> [Exercise] Nothing in the records may be altered, so transcribe them exactly.

Segment Start: Supplied entries

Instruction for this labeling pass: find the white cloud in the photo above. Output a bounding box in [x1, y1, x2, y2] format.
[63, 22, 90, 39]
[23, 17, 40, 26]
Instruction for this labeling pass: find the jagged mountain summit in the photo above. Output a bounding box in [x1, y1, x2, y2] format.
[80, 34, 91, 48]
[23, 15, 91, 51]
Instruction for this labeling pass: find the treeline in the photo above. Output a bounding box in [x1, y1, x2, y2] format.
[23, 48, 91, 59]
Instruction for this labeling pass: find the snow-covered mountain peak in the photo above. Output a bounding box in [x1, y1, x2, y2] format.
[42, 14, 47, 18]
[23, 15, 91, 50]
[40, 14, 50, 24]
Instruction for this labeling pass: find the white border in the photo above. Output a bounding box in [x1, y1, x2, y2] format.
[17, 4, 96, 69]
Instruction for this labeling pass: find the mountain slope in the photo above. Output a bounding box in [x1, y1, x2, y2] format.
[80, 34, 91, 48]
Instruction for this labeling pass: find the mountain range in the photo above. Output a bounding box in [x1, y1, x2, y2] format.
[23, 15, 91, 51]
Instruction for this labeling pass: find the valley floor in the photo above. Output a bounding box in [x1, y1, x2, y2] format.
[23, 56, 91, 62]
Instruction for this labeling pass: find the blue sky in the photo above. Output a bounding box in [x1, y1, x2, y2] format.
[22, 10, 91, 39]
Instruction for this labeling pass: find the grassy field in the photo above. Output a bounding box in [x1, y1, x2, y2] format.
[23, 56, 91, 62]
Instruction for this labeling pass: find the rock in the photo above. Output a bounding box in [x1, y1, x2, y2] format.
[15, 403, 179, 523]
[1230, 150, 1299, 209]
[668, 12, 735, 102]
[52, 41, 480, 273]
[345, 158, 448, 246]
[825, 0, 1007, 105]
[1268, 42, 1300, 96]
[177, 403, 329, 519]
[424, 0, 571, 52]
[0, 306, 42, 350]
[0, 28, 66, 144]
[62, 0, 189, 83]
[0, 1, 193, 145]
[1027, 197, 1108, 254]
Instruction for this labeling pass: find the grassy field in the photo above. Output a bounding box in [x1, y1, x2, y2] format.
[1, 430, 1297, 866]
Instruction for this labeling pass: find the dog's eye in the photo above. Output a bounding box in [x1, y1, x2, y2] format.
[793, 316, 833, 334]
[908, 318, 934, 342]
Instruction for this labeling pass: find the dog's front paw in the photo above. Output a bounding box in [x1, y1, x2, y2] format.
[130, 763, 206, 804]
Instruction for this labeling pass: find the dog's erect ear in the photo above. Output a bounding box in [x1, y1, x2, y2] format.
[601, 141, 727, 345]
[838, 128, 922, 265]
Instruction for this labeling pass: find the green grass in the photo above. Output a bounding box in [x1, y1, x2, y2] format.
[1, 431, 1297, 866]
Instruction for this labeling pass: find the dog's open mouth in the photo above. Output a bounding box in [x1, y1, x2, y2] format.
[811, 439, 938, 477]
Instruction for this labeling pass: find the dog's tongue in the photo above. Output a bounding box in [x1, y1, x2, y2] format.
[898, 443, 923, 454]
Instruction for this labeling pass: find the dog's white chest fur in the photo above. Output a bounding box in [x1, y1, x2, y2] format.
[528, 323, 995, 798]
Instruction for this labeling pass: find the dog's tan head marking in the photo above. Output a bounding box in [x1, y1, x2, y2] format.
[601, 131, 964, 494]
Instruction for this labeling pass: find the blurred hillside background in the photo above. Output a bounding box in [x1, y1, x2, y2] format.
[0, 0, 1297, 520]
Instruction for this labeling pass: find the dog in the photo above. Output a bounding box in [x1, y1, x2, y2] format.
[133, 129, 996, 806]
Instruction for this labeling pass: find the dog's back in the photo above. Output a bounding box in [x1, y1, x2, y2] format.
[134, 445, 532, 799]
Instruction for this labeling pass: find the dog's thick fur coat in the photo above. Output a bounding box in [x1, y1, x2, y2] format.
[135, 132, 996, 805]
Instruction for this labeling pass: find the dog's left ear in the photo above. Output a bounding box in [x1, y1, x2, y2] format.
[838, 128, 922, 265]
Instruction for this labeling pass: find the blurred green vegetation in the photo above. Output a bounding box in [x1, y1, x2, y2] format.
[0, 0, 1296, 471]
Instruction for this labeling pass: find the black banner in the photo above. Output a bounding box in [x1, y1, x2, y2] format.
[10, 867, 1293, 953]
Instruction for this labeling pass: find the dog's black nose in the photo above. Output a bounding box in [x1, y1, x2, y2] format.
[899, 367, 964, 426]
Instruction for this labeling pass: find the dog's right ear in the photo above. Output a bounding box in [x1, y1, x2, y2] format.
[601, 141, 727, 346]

Segment End: Supplied entries

> [Final answer]
Instruction for this labeling pass: find the white cloud in the photo above. Output a bounding box in [x1, y1, x2, y2] format.
[63, 22, 90, 39]
[23, 17, 40, 26]
Instruction for this labeling pass: find the jagged mountain summit in the photo above. Output a bounding box in [x1, y1, x2, y2] format.
[80, 34, 91, 48]
[23, 15, 91, 51]
Instruction for this labeling pass: find the treeline in the photo above. Output a bounding box in [x1, y1, x2, y2] format.
[23, 48, 91, 59]
Instruction for this labeling pass: find the snow-covered mountain peak in the photo above. Output a bounding box in [x1, y1, x2, y2] format.
[42, 14, 47, 18]
[23, 15, 91, 50]
[40, 14, 50, 24]
Instruction for this labeling pass: find the white border in the photo above. Output a bounding box in [x1, y1, x2, y2] format.
[17, 4, 96, 69]
Instruction for this labeling pass: find the mountain slope in the photo above. Output a bounding box in [x1, y1, x2, y2] format.
[80, 34, 91, 48]
Instruction for this labeling pass: find the mountain range in the photo above. Output a bounding box in [x1, y1, x2, y2] format.
[23, 15, 91, 51]
Instruction for this labeling pass: find the valley floor in the photo above. Output a bounding box in [x1, y1, x2, y2] format.
[23, 56, 91, 62]
Instruction for this labeling pass: find the blue sky in the photo above. Output a bounding box in [x1, y1, x2, y2] format.
[22, 10, 91, 39]
Instruction for this labeling pass: find the grassy field in the photo above. Output a bounding box in [x1, y1, x2, y2] format.
[23, 56, 91, 62]
Instruction for this labeling pass: find the rock in the photo above. Output a bounding box in [x1, y1, x2, y2] format.
[15, 403, 179, 523]
[1230, 150, 1299, 209]
[668, 12, 735, 102]
[52, 41, 480, 273]
[345, 158, 448, 246]
[825, 0, 1007, 105]
[1268, 42, 1300, 96]
[177, 403, 329, 519]
[424, 0, 571, 52]
[0, 306, 42, 350]
[0, 28, 66, 144]
[62, 0, 189, 83]
[0, 1, 193, 145]
[1027, 197, 1108, 254]
Instruction for this labeling pass: find the grassy field in the photo above. Output a bounding box in [x1, y1, x2, y2] format.
[1, 430, 1297, 866]
Instruction for this labeling pass: find the dog's eye in the photo above. Output a bounding box in [x1, y1, x2, y2] format.
[793, 316, 833, 334]
[908, 318, 934, 342]
Instruction for this labeling pass: find the dog's front paw in the photo above. Output a bounding box in [x1, y1, x2, y2] format.
[130, 763, 206, 804]
Instruction for this labeling pass: find the dog's erect ear in the photo above. Output a bounding box in [x1, y1, x2, y2] format.
[601, 141, 727, 345]
[838, 128, 922, 265]
Instruction for this labeling pass: find the green grass in the photo above. Output a bounding box in [x1, y1, x2, y2] format.
[1, 431, 1297, 866]
Instruction for this labeling pass: find the dog's open mouth in the photo above. Output a bounding box in [x1, y1, x2, y2] format.
[811, 439, 938, 477]
Instruction for this labeling pass: find the dog's tongue in the photo above. Output a bounding box in [x1, y1, x2, y2] format.
[898, 443, 923, 454]
Instruction for this labeling pass: find the dog's white chest fur in the photo above. Output a bounding box in [x1, y1, x2, y2] format.
[528, 323, 995, 798]
Instruction for this labeling pass: find the dog's tan head marking in the photo above. Output a bounding box in [x1, y1, x2, y2] format.
[601, 131, 964, 494]
Instruction for this labeling pass: find the blurred hillside background in the photo above. Output a bounding box in [x1, y1, x2, y2] format.
[0, 0, 1297, 520]
Instruction for this labeling pass: find the dog in the photo above. Output a bounding box in [x1, y1, x2, y2] format.
[133, 129, 996, 806]
Instruction for this labeling pass: find the dog's back in the photo above. Output a bounding box in [x1, y1, x2, y2] format.
[134, 445, 532, 799]
Instruction for this labeling pass: find the dog's thick fur coat in the photo above. Output a bounding box in [x1, y1, x2, y2] format.
[135, 132, 996, 805]
Instruction for this labeling pass: find the dog's left ear in the photo above. Output a bounding box in [x1, y1, x2, y2] format.
[838, 128, 922, 265]
Instruction for this labeling pass: find the blurred green vegetation in the photo above. Output a bounding box in [x1, y1, x2, y2] format.
[0, 0, 1296, 471]
Instruction for this labeling pass: find the black banner in the photo above. Output a bounding box in [x1, y1, x2, y2] format.
[10, 867, 1293, 953]
Instruction for this labeling pass: find the dog's black nose in the photo above. Output a bounding box in [x1, y1, x2, y2] format.
[899, 367, 964, 426]
Instruction for this labeling pass: find the dog's right ear in the photo above. Output a bounding box in [x1, y1, x2, y2] format.
[601, 141, 727, 346]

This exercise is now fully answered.